Start Records for processing
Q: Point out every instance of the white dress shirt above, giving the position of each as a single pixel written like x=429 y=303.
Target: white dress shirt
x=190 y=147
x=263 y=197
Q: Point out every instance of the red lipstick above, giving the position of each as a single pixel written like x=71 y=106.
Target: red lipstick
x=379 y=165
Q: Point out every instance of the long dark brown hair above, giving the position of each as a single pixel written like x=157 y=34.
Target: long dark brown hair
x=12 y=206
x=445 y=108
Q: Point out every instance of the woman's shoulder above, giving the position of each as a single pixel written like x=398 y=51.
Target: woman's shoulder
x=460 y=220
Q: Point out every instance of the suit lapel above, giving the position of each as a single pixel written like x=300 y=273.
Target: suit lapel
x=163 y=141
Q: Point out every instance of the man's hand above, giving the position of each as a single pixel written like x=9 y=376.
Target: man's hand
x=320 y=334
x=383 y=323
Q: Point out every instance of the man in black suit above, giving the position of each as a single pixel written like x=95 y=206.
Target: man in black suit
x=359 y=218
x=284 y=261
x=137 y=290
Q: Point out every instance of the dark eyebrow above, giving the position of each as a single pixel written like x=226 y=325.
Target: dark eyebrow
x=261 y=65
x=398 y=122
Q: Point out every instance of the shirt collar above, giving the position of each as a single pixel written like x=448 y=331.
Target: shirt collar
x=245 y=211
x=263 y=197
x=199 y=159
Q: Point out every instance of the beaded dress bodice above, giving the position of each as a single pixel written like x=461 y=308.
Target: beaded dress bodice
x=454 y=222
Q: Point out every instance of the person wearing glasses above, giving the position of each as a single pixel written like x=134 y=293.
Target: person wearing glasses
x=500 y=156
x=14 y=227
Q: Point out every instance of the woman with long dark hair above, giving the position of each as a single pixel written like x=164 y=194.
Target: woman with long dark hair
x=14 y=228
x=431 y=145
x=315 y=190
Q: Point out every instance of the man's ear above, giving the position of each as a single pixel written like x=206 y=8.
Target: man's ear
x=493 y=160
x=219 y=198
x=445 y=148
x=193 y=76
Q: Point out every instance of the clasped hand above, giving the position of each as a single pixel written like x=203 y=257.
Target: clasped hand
End Records for processing
To do:
Write out again the lines from the line with "Q: Point out every instance of the suit" to the line with "x=137 y=290", requests included, and shift every answer coordinate by adding 129 to each x and y value. Leave the sample coordinates inside the requests as they are.

In response:
Q: Point out every instance of the suit lapel above, giving the position of each as a single pixel written like x=300 y=273.
Target: suit lapel
x=292 y=270
Q: Point out every instance of the man's hand above, giving the position of each as a single pixel written like x=9 y=376.
Target: man's hand
x=449 y=463
x=512 y=452
Q: Point out every instance of the man in black suit above, giving the position of each as a single pixel written like x=95 y=206.
Target: man in black suit
x=488 y=347
x=413 y=390
x=266 y=419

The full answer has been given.